The court must be satisfied that the person poses the requisite risk.  Risk refers to the exposure to a chance of the harm in question occurring.  The type of risk is described as a risk to the sexual safety of one or more persons or of the community.  It is not necessary that the court is able to identify a risk to particular people, or a particular class of people.  No issue is raised on this appeal that requires consideration of the term ‘sexual safety.’  For present purposes it suffices to say that a risk that a person may reoffend by committing an offence of a type described in a schedule to the Act would be a risk to the sexual safety of one or more persons or of the community.

[13]Bowden v The Queen [2013] VSCA 382 (Redlich and Coghlan JJA, and Dixon AJA) (‘Bowden’).

- [WHAT THIS EXERCISE ASKS]
1. Reproduce the passage on sexual safety risk word for word, starting at "The court must" and ending at "Dixon AJA) (‘Bowden’).".
2. Render this sentence from the passage on sexual safety risk into French: "It is not necessary that the court is able to identify a risk to particular people, or a particular class of people."

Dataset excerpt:
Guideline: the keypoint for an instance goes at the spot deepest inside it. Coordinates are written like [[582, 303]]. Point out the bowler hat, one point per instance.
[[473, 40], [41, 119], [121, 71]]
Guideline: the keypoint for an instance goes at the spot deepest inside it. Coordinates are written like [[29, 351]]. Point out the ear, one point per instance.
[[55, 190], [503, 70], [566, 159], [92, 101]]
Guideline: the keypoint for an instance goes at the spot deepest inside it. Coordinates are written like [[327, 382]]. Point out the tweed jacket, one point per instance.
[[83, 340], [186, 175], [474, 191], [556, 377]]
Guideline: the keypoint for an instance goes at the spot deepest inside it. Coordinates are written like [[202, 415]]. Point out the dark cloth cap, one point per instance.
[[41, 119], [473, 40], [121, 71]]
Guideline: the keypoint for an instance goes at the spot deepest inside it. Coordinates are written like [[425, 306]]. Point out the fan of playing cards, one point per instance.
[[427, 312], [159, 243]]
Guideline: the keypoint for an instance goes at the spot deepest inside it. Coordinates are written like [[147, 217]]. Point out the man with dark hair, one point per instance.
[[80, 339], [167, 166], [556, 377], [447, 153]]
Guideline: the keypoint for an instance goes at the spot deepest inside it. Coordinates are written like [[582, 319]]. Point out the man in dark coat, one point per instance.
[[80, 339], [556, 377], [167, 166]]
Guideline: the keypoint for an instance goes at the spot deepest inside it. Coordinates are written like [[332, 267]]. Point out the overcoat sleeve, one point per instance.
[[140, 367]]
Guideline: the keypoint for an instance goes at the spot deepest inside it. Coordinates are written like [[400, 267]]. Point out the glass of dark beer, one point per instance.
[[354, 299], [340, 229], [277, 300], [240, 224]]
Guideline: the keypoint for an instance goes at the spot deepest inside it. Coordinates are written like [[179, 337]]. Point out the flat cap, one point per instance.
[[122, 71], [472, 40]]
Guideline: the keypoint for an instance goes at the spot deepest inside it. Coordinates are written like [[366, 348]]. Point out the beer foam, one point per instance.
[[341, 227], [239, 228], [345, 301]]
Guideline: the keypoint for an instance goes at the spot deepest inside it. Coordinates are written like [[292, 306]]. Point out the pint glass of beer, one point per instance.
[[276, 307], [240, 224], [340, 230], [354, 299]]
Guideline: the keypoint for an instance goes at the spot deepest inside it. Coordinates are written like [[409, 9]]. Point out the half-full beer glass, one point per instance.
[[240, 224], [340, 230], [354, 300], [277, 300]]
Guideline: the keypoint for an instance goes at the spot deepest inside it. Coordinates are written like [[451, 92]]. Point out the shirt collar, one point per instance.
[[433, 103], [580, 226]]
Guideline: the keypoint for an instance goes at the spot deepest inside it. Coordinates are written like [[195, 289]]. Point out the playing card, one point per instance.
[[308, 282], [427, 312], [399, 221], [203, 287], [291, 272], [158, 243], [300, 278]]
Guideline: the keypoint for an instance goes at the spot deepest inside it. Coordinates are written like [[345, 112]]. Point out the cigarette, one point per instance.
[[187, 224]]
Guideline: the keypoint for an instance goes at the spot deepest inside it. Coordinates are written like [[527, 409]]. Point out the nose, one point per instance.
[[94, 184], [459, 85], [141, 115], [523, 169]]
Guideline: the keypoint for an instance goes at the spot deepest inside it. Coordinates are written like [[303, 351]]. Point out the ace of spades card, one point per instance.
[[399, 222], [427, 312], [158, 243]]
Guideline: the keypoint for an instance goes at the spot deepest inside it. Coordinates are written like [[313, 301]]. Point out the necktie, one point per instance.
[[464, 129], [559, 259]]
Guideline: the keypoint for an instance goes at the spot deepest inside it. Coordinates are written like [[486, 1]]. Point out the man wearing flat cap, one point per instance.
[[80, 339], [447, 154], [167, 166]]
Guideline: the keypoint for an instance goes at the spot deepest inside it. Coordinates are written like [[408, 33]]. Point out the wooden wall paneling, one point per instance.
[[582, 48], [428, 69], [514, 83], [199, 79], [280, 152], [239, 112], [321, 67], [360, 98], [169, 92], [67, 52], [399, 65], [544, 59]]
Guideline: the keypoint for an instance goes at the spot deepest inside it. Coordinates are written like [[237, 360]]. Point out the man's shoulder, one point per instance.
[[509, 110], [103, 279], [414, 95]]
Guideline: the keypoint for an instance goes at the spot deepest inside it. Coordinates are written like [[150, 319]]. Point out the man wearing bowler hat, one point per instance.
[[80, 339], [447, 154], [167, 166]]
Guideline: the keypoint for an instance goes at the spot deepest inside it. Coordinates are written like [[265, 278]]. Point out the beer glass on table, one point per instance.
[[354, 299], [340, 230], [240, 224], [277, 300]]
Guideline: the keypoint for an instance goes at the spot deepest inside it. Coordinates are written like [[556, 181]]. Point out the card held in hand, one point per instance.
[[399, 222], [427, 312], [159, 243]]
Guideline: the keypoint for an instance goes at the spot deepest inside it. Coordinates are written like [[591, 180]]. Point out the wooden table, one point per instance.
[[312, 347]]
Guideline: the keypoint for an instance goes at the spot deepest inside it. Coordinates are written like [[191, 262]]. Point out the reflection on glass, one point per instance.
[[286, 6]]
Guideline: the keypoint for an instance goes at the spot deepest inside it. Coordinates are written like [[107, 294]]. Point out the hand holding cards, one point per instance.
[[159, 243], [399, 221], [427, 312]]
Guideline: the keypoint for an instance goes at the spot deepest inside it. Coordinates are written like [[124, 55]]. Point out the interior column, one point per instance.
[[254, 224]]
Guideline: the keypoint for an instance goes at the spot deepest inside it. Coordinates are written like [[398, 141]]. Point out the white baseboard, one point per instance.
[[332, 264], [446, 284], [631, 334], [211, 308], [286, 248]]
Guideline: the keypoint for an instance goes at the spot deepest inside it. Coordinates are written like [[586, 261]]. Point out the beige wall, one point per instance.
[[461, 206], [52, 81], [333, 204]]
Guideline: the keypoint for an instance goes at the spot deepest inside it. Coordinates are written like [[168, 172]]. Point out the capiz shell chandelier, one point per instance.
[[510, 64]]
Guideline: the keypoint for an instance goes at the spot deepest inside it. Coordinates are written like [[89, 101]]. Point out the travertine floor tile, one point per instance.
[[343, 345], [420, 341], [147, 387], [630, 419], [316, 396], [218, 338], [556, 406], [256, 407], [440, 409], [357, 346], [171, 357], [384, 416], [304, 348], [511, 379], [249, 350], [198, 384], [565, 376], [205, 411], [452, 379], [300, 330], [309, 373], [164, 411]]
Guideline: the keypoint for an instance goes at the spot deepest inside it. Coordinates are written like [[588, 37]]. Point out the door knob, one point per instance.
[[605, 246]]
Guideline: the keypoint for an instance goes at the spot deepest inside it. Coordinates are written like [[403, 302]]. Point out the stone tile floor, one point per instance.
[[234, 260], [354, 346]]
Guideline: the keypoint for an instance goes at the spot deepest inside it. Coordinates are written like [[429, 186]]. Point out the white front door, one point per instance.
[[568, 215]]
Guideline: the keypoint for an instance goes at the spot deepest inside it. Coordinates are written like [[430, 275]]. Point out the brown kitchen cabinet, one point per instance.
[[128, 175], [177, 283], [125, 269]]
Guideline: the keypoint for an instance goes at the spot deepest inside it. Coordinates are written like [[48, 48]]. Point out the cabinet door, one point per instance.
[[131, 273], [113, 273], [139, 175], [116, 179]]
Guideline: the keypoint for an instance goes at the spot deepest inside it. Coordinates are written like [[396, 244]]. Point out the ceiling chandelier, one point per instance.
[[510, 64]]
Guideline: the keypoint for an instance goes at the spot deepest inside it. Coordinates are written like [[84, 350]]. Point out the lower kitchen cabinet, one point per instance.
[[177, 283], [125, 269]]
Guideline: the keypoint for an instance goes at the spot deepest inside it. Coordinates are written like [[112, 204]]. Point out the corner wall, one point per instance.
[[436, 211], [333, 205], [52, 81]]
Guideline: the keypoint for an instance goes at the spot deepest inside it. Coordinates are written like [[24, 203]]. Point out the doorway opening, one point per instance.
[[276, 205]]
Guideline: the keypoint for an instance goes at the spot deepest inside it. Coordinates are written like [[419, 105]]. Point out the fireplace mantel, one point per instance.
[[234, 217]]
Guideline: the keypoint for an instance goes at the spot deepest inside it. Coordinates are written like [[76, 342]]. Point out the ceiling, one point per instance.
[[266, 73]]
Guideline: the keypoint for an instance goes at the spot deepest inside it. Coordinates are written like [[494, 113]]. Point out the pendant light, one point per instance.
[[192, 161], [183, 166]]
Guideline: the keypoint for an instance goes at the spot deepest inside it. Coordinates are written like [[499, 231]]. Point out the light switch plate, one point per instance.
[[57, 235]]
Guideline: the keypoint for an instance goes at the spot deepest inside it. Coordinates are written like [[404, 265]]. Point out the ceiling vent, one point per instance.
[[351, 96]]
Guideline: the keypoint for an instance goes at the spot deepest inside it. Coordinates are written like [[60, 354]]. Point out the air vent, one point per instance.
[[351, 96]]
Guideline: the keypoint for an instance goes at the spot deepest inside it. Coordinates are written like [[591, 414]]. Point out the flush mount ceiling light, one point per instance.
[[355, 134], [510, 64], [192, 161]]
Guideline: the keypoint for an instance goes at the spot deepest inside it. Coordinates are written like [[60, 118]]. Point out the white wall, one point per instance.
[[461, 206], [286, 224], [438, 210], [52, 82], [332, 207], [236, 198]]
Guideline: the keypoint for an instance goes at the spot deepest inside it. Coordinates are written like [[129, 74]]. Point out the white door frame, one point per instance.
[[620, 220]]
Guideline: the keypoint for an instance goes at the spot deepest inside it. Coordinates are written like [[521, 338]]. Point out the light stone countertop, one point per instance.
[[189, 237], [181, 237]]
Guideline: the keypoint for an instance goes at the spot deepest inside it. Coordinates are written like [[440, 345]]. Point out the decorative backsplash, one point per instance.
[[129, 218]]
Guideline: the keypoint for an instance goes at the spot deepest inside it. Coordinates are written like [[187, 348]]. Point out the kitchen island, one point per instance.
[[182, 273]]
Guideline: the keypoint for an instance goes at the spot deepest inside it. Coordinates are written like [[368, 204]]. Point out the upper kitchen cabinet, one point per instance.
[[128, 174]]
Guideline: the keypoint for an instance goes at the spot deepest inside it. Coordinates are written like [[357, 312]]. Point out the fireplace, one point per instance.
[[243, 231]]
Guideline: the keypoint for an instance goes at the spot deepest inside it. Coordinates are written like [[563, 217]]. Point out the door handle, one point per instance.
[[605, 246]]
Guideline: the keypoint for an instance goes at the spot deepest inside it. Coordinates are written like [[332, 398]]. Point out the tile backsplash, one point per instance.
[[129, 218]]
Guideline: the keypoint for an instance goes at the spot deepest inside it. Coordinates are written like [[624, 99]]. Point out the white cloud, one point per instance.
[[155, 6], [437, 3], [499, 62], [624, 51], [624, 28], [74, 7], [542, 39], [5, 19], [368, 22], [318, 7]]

- [THE SOLUTIONS]
1.
The court must be satisfied that the person poses the requisite risk.  Risk refers to the exposure to a chance of the harm in question occurring.  The type of risk is described as a risk to the sexual safety of one or more persons or of the community.  It is not necessary that the court is able to identify a risk to particular people, or a particular class of people.  No issue is raised on this appeal that requires consideration of the term ‘sexual safety.’  For present purposes it suffices to say that a risk that a person may reoffend by committing an offence of a type described in a schedule to the Act would be a risk to the sexual safety of one or more persons or of the community.

[13]Bowden v The Queen [2013] VSCA 382 (Redlich and Coghlan JJA, and Dixon AJA) (‘Bowden’).

2. Il n'est pas nécessaire que le tribunal soit en mesure d'identifier un risque pour des personnes déterminées ou pour une catégorie déterminée de personnes.